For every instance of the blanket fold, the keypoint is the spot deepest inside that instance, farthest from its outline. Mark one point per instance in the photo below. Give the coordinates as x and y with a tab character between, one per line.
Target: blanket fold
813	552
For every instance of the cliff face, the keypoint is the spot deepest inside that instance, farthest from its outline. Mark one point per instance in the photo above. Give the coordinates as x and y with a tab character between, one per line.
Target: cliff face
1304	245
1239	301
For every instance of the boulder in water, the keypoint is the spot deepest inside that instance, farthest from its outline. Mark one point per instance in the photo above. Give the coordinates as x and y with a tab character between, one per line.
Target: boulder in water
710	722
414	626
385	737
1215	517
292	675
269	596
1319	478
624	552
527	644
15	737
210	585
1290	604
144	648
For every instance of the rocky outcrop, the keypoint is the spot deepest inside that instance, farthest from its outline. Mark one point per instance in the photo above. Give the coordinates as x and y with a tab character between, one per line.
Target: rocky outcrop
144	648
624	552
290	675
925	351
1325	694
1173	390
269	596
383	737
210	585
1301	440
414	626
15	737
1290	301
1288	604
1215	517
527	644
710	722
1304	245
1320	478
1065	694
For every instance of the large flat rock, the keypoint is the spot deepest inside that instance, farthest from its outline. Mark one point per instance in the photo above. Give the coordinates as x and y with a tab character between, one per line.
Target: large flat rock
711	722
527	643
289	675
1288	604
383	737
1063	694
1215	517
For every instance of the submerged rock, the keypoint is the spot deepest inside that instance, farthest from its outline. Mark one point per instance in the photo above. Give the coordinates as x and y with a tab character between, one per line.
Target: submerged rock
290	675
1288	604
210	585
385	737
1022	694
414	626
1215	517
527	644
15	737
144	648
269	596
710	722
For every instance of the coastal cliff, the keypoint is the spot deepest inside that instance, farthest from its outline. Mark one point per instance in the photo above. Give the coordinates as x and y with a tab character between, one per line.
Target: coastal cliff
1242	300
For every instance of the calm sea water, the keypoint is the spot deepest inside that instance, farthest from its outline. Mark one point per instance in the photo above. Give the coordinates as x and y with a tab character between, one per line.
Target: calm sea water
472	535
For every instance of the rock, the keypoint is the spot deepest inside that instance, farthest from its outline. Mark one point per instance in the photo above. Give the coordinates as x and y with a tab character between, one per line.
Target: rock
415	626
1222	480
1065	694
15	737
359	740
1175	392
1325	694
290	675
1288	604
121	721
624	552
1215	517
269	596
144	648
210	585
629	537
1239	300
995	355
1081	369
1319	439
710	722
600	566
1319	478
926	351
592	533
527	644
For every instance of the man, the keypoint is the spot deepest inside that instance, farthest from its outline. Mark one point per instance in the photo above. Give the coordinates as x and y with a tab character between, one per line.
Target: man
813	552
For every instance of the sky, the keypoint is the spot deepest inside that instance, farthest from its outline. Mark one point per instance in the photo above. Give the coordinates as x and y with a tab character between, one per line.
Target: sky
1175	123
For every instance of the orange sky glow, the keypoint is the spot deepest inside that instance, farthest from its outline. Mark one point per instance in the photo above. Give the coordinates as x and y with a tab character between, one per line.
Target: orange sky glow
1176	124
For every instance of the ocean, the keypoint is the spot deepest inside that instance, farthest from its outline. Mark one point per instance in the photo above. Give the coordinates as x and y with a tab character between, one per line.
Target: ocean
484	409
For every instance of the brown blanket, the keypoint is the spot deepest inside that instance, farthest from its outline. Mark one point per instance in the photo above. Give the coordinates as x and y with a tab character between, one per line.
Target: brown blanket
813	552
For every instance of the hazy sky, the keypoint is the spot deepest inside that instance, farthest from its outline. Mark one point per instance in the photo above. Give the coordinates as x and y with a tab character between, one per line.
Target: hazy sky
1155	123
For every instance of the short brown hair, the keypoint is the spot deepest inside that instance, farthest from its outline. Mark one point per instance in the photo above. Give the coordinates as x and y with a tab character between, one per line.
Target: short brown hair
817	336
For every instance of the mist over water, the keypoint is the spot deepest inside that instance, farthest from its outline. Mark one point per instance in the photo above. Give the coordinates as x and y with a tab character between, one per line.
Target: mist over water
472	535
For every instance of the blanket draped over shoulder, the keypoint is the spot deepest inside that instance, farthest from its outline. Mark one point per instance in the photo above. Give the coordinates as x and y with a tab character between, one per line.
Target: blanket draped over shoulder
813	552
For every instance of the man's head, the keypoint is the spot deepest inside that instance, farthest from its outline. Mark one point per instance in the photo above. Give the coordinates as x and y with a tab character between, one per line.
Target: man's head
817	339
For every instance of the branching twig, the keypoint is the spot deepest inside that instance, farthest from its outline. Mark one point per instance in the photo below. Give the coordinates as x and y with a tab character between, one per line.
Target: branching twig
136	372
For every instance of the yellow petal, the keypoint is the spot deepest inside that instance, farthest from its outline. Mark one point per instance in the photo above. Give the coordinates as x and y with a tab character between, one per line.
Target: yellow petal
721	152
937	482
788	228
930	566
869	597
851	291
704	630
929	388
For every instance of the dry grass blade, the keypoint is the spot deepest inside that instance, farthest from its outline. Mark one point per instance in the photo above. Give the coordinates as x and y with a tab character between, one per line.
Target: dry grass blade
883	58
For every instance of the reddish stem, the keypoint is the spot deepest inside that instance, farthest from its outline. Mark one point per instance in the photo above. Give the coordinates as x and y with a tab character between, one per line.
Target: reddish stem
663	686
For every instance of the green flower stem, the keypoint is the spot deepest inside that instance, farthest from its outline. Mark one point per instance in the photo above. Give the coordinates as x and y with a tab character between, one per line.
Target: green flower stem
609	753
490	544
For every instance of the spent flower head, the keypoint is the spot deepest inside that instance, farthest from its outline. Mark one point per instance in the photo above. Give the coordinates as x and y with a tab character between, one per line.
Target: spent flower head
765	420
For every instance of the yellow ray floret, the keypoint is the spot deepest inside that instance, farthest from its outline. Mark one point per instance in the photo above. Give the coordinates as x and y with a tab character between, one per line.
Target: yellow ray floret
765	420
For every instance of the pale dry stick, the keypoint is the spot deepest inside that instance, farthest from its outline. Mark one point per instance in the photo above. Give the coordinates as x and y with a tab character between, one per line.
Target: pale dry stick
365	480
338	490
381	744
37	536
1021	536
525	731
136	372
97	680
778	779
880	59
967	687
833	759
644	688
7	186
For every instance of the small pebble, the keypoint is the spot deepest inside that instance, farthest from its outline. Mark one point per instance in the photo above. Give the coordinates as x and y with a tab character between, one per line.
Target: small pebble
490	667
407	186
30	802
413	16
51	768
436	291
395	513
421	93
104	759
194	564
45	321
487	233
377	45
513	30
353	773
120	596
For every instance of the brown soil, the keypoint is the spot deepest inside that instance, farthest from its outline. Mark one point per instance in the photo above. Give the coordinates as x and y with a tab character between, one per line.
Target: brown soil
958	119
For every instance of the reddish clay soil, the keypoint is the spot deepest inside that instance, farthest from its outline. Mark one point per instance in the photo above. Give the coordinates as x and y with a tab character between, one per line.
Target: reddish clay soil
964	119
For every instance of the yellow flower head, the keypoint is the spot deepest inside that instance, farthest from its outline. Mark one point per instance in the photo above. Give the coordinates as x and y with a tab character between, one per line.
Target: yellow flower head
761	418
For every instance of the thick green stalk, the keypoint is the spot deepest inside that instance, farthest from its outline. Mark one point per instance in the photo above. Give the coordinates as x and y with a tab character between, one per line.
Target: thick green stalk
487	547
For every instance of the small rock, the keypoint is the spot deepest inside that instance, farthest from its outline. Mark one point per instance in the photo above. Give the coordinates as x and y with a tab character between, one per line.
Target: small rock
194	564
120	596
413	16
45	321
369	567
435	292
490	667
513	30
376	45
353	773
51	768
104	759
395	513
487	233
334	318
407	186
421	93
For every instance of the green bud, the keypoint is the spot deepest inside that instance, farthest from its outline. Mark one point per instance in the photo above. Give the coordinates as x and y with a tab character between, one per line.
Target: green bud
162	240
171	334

▸ **WHAT TO DO**: Lines from the one containing "For every instance of the green bud, the" through the final line are to be given again verbatim, with nothing before or after.

▸ **THE ANSWER**:
For every instance of the green bud, the keypoint is the spot deepest inside that instance, farthest from its outline. Mark one point per instance in the photo above. Give the coordinates as x and y with a tab character between, one per line.
Target: green bud
162	240
171	334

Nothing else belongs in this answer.